◆ **Prompt**: Format the lines of the data from the one containing "Exercise. Spot the golden" through the end of the data, both included, as a numbered list, leaving out any blank lines.

◆ **Material to process**:
========================

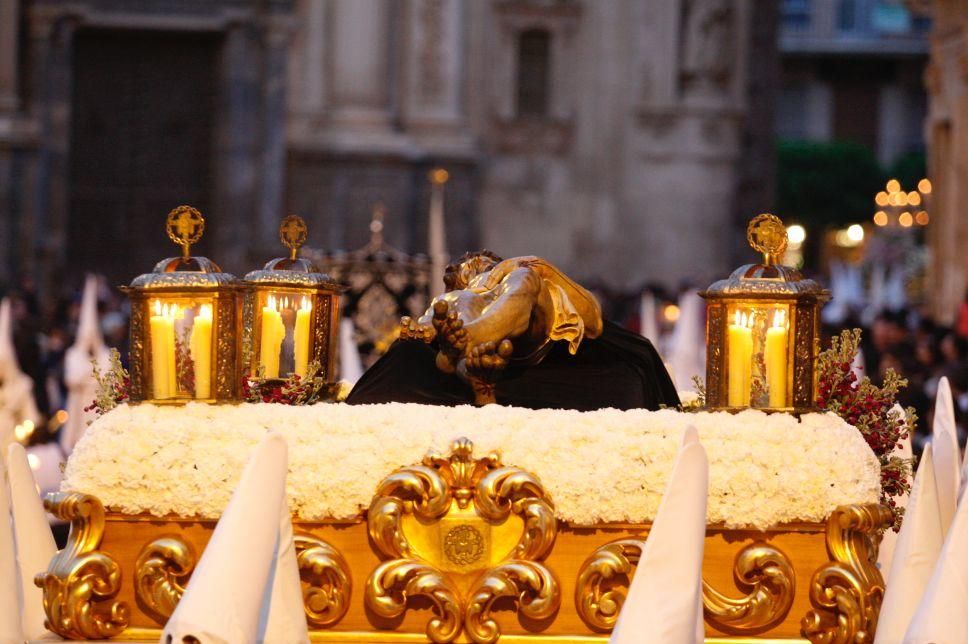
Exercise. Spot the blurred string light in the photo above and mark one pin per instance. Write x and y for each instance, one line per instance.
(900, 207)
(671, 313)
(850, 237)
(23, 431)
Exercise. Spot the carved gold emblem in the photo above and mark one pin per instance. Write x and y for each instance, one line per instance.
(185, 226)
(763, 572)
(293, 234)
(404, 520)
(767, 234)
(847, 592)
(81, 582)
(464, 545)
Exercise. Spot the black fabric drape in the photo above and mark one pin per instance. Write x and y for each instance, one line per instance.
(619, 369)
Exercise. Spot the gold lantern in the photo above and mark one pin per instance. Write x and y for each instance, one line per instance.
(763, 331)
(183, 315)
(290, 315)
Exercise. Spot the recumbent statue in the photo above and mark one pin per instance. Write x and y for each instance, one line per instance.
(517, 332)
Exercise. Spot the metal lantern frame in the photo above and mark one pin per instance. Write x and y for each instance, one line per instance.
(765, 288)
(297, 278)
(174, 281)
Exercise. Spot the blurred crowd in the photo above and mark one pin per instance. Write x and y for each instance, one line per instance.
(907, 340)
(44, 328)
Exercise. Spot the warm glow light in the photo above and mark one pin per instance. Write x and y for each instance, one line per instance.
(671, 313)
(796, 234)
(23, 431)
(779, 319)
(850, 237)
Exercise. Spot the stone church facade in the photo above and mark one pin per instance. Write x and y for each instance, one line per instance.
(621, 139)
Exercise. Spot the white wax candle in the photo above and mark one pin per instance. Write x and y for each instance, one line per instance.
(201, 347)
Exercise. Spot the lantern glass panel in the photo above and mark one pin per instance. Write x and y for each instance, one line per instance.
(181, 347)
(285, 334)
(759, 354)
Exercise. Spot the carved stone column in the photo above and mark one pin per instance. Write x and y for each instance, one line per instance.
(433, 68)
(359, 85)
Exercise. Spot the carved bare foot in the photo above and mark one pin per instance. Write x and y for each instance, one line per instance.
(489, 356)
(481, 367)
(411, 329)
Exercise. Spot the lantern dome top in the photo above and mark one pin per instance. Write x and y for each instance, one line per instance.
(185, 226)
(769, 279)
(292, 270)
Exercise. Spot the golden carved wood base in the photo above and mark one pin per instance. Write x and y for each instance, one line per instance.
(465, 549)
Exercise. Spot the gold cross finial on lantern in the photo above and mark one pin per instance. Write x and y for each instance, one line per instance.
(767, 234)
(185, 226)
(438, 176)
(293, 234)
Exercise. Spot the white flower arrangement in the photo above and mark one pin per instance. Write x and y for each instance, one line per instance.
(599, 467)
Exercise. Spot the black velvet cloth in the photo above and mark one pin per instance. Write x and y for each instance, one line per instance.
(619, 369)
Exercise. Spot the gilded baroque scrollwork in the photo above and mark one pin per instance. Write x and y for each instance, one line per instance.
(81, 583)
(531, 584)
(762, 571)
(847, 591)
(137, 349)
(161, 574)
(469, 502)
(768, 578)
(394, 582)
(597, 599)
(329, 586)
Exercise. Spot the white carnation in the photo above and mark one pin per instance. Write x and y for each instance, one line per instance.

========================

◆ **Result below**:
1. Exercise. Spot the golden carved wood base in the photo above and mark one pin per instance. Write x and y for each instance, one line per instance.
2. (465, 549)
3. Exercise. Spot the gold cross finial on lantern in the photo above and mark one pin per instance. Write x and y for each instance, one line per instance.
4. (767, 234)
5. (185, 226)
6. (438, 176)
7. (293, 234)
8. Exercise. Spot the white flower arrangement in the photo above and mark one pin per instance. Write x and y for each instance, one line per instance.
9. (599, 467)
10. Exercise. Spot the black velvet cloth in the photo above and mark one pin per instance. Write x and y for each instance, one line per instance.
11. (619, 369)
12. Exercise. Spot the gilded baroque scrollwork in the photo above and mark one pin per instance. Write x and y for each instance, one line per instance.
13. (81, 583)
14. (531, 584)
15. (762, 571)
16. (847, 591)
17. (137, 349)
18. (161, 574)
19. (469, 502)
20. (768, 578)
21. (394, 582)
22. (597, 599)
23. (329, 586)
24. Exercise. Spot the white carnation in the photo above and mark one pin per instance. Write x and y for each instance, one line per instance.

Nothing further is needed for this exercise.